» Text provided:
* * * * * * * * *

Those are all things that annoy me about my specific camera, they’re all fairly minor and they’re all within the realms of current technology to fix (and could all be addressed with the Canon 5D Mark III).

There are other feature and quality issues that affect every camera, many of which aren’t going to be addressed within the next 15 years let alone the next camera release, and I’ll get to those in a future post.

Previsualizing Yourself Into A Corner

Within photography circles there is a lot of talk about previsualization – the idea of forming a concept of an image before you even step into the field. Previsualization is almost universally lauded as a technique that you can use to improve your photography. Previsualization can involve all aspects of the finalized image, including concrete elements like composition, subject matter, light, and color to more subjective elements such as mood, drama, and atmosphere.

For natural landscape photography, previsualization isn’t all it’s cracked up to be. Previsualization, alone, can actually make your photographs worse.

Photographing nature is a double-edged sword. You are at the mercy of forces which are largely unpredictable. With scouting, increased knowledge of your subject, knowledge of seasonal and current weather patterns, and experience you can increase predictability but only to a degree. Nature will often not behave as you would like, but it can also present you with amazing opportunities that you did not anticipate.

If you have a previsualized image in mind, you need to be able to abandon it with extreme prejudice if the conditions are not right. You should never settle for a subpar previsualized image when there is a good non previsualized image just around the corner. Flexibility and the ability to adapt are skills that are just as useful as any amount of previsualization.

This is not to say that previsualization is a bad technique. In fact I always start off with previsualization.

When I previsualize an image, I’m mostly concerned with subject matter and light. Usually I don’t worry about compositions, I can find those when I’m in the field. I have a long and growing list of images I’d like to try, some of them work in overcast light, some with no cloud cover, some with backlit or frontlit clouds, some with fog, some with the moon as a subject, some with the moon as the primary light source, some at night with no moon (moving stars, static stars), some with long shutter speeds, and some with narrow depth of field. The previsualized images vary in their degree of specificity, some are highly specific and may take years to fulfill (star trails over Upper Yosemite falls with a moonbow), and some are more general (mountain reflection with alpenglow and wildflowers along the shoreline).

Having a long and growing list of previsualized images, many of which work for different lighting conditions, is good way to mitigate risk if the light turns out differently than you anticipate. There are times however when nothing that you previsualized will work. Your anticipated subject may be in front of you but the epic light is ninety degrees away.

At this point you can either settle for a crappy version of your previsualized image or start looking for something else. That something else may have the same subject, but with a different mood or light, or may involve a completely different subject altogether.

* * * * * * * * *

» Information supplied:
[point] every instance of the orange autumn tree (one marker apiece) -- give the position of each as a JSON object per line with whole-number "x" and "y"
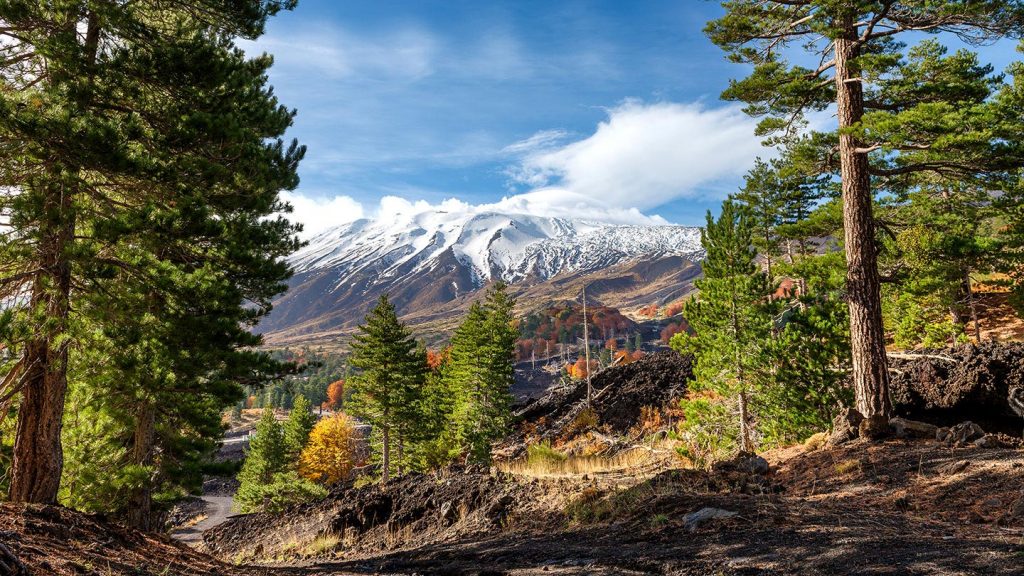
{"x": 330, "y": 455}
{"x": 335, "y": 395}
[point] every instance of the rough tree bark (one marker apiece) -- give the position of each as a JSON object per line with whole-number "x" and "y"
{"x": 386, "y": 454}
{"x": 139, "y": 513}
{"x": 870, "y": 377}
{"x": 38, "y": 458}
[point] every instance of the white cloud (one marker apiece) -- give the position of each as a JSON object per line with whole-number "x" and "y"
{"x": 642, "y": 157}
{"x": 317, "y": 214}
{"x": 646, "y": 155}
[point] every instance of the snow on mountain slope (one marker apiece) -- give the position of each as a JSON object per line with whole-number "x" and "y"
{"x": 428, "y": 259}
{"x": 491, "y": 245}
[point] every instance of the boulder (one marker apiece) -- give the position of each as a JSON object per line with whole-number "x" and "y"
{"x": 875, "y": 427}
{"x": 693, "y": 521}
{"x": 912, "y": 428}
{"x": 962, "y": 434}
{"x": 846, "y": 426}
{"x": 988, "y": 441}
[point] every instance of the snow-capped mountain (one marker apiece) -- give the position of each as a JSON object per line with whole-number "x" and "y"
{"x": 433, "y": 257}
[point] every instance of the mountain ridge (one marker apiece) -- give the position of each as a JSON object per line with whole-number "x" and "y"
{"x": 432, "y": 262}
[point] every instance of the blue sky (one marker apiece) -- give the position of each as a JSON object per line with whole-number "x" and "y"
{"x": 607, "y": 110}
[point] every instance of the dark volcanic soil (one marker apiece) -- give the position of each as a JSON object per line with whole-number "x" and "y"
{"x": 968, "y": 382}
{"x": 895, "y": 507}
{"x": 620, "y": 394}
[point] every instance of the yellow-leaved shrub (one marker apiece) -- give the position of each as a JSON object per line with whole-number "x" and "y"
{"x": 331, "y": 455}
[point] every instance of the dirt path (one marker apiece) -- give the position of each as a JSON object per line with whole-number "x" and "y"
{"x": 218, "y": 508}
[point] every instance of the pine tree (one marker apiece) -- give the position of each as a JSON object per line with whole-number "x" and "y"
{"x": 144, "y": 157}
{"x": 886, "y": 129}
{"x": 481, "y": 373}
{"x": 392, "y": 373}
{"x": 265, "y": 458}
{"x": 732, "y": 329}
{"x": 297, "y": 427}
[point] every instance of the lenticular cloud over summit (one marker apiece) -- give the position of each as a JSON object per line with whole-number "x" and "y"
{"x": 639, "y": 158}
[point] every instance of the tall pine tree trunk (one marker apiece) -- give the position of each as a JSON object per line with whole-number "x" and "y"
{"x": 38, "y": 455}
{"x": 870, "y": 376}
{"x": 140, "y": 500}
{"x": 38, "y": 459}
{"x": 386, "y": 454}
{"x": 745, "y": 435}
{"x": 972, "y": 304}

* * * * * * * * *

» Aim: Write out, word for word, the stretch of the previsualization text from "At this point" through "different subject altogether.".

» Solution to this exercise:
At this point you can either settle for a crappy version of your previsualized image or start looking for something else. That something else may have the same subject, but with a different mood or light, or may involve a completely different subject altogether.